* **Work instructions**: Can you return, word for word, the lines of the data below that start with the line containing "Exercise. Point to every instance of the concrete" and go on through the line containing "(1224, 465)", with both of those lines included?

* **Given data**:
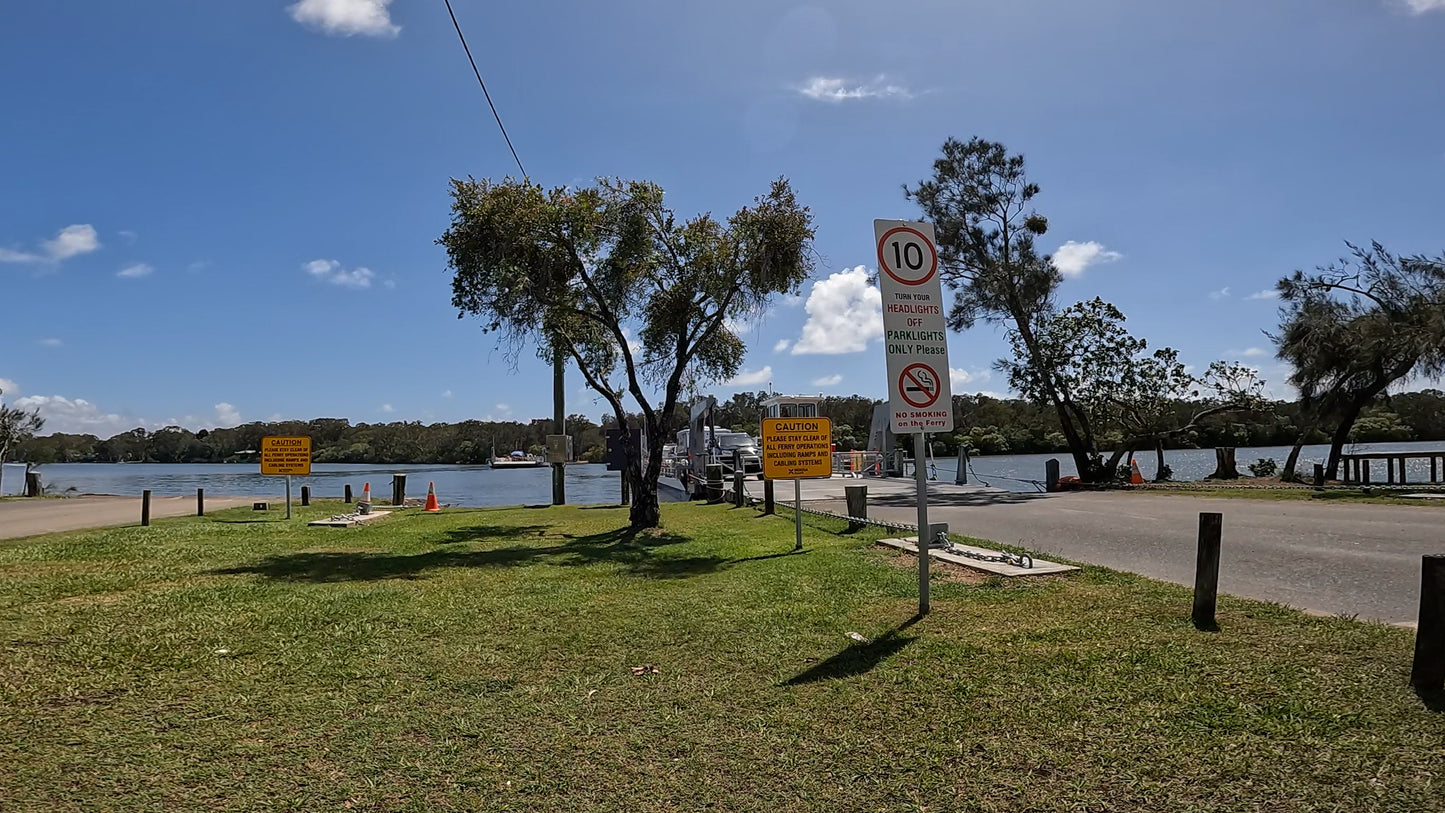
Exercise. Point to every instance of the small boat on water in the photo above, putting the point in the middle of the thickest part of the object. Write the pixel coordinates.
(518, 461)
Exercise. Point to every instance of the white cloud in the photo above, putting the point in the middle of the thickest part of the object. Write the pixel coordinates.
(12, 256)
(960, 377)
(72, 240)
(1072, 257)
(77, 416)
(346, 18)
(1247, 353)
(67, 243)
(837, 90)
(331, 272)
(844, 314)
(750, 377)
(227, 415)
(1422, 6)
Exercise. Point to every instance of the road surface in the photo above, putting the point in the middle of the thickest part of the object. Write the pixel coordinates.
(1353, 559)
(29, 517)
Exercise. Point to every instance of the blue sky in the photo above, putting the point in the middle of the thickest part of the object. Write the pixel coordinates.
(226, 211)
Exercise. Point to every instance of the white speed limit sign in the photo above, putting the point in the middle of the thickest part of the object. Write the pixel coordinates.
(908, 256)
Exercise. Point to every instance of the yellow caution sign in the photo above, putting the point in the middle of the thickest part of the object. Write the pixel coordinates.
(796, 448)
(286, 455)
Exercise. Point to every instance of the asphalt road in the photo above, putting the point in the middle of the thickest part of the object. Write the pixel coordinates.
(29, 517)
(1353, 559)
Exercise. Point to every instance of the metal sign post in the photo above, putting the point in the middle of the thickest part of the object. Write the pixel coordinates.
(916, 345)
(798, 513)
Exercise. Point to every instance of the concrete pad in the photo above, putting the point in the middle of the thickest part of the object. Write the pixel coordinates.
(348, 520)
(1041, 568)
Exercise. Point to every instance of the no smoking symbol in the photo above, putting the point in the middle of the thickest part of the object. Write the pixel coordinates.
(918, 386)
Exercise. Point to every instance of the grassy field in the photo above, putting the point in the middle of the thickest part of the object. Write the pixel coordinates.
(545, 660)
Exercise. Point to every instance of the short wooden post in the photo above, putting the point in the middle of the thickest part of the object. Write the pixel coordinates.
(857, 497)
(1207, 572)
(1428, 672)
(714, 483)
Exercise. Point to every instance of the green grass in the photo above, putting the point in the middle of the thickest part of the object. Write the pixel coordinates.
(1361, 496)
(483, 660)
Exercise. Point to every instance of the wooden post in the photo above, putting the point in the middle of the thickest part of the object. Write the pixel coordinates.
(857, 497)
(1207, 572)
(714, 487)
(1428, 672)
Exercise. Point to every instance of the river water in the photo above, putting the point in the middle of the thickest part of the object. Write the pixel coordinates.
(585, 484)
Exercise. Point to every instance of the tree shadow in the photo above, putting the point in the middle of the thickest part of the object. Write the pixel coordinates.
(1434, 701)
(627, 549)
(859, 659)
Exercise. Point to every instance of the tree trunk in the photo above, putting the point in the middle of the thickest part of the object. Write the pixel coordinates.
(1341, 436)
(1224, 465)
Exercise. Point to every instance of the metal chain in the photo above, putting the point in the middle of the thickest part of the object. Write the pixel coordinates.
(1003, 558)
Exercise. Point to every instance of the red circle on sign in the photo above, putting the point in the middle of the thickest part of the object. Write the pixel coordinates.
(932, 250)
(911, 379)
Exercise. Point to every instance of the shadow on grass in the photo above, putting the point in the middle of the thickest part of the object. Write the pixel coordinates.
(633, 552)
(859, 659)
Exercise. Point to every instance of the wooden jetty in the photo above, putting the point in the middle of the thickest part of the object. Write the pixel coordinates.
(1356, 468)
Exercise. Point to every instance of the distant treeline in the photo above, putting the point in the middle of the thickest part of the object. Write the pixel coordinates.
(986, 425)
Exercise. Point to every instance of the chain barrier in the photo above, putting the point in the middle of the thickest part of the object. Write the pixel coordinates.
(1002, 558)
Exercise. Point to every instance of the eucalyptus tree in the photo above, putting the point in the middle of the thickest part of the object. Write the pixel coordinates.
(610, 277)
(1354, 328)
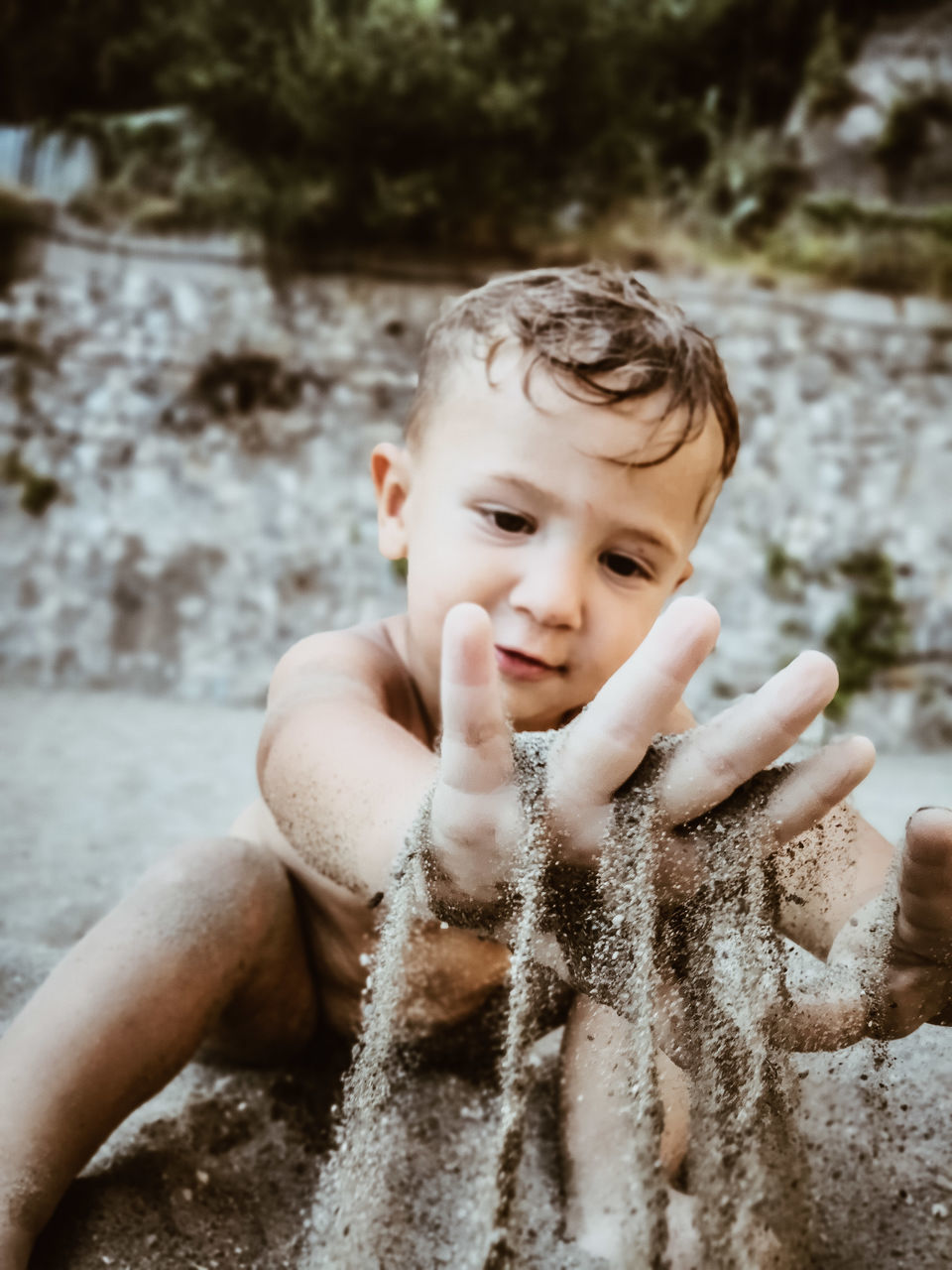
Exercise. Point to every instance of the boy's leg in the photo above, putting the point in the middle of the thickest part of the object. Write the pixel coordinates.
(594, 1134)
(209, 937)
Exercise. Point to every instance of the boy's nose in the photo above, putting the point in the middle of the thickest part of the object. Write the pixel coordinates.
(549, 590)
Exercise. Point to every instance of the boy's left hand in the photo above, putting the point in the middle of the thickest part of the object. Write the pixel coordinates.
(912, 983)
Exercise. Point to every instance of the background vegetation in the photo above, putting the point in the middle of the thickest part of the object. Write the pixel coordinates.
(500, 126)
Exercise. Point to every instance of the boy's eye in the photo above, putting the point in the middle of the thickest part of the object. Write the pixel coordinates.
(509, 522)
(625, 567)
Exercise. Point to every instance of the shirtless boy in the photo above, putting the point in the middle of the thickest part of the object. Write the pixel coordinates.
(567, 441)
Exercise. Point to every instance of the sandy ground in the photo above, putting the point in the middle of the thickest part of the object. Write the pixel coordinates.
(221, 1169)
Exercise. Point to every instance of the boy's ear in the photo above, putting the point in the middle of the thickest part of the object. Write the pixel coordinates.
(390, 467)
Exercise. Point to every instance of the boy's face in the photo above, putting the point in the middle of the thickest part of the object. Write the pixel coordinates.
(530, 508)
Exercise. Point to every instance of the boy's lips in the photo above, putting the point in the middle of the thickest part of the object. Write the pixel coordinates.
(517, 665)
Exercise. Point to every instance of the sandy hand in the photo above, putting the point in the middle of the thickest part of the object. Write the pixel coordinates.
(890, 968)
(476, 821)
(599, 751)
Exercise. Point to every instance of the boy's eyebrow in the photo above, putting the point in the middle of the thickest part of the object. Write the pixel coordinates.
(549, 499)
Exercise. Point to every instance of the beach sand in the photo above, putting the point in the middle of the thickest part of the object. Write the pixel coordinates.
(221, 1169)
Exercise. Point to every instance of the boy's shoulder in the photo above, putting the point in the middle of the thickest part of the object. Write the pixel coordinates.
(362, 663)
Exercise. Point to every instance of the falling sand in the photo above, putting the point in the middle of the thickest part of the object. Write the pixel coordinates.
(624, 948)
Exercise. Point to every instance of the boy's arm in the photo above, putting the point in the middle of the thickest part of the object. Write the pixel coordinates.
(341, 779)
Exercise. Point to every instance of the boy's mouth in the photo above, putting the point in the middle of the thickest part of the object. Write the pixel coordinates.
(521, 666)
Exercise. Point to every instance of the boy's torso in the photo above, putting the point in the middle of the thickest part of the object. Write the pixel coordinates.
(449, 971)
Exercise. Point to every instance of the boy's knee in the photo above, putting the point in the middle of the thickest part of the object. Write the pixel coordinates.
(226, 876)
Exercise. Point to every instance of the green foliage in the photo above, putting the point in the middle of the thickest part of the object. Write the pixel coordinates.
(36, 492)
(906, 126)
(874, 246)
(871, 634)
(429, 125)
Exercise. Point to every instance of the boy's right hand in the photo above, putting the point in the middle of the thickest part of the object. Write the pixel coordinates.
(476, 820)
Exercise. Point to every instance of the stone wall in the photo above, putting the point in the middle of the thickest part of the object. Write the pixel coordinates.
(208, 444)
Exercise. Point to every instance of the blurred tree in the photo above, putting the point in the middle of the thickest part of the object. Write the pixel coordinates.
(457, 122)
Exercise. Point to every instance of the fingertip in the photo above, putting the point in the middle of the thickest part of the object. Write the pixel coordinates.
(698, 615)
(820, 670)
(465, 622)
(467, 644)
(930, 826)
(862, 749)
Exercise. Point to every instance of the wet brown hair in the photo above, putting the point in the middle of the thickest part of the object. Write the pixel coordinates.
(599, 333)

* **Exercise solution**:
Exercise. Point to every instance of the concrete pad in the photo above, putting the point in the middle of the thickest part of the object. Write the pixel coordinates.
(348, 520)
(1041, 568)
Exercise. Point to every instance of the no smoking symbol in the photo above, putting the point in the middle of the thickest part of the object. Write the pixel coordinates.
(918, 386)
Exercise. Point to every instance of the grassy field in the photo above, putting the point in the middle of the thickest part of the object. Write the pixel coordinates.
(545, 660)
Exercise. Point to every instance of the short wooden post in the photo above, putting the point in the middle of the thickest part of the object. Write the pixel coordinates.
(857, 497)
(1207, 572)
(1428, 672)
(714, 483)
Exercise. Point to every instance of the green grass in the photo above, putting the point in the middle of the thickest part of the object. Write the pixel coordinates.
(1361, 496)
(483, 660)
Exercise. Point to every instance of the wooden post in the photo above, putting the point in the middle of the thickest part of the object. Write the pixel coordinates.
(857, 497)
(1207, 572)
(714, 487)
(1428, 672)
Exercise. Point to every instance of the river water in the photo above, putting the point in the middle of the thickest part of the object. Write the pixel coordinates.
(585, 484)
Exercise. Point to every instance of the tree shadow in the photo above, putting the point in the middle of the thickest part of the object. Write the pixel coordinates.
(1434, 701)
(627, 549)
(859, 659)
Exercise. Point to every instance of the tree trunk in the photo above, putting the point in the middle of the thickest part of the object. Write the pixel coordinates.
(1341, 436)
(1224, 465)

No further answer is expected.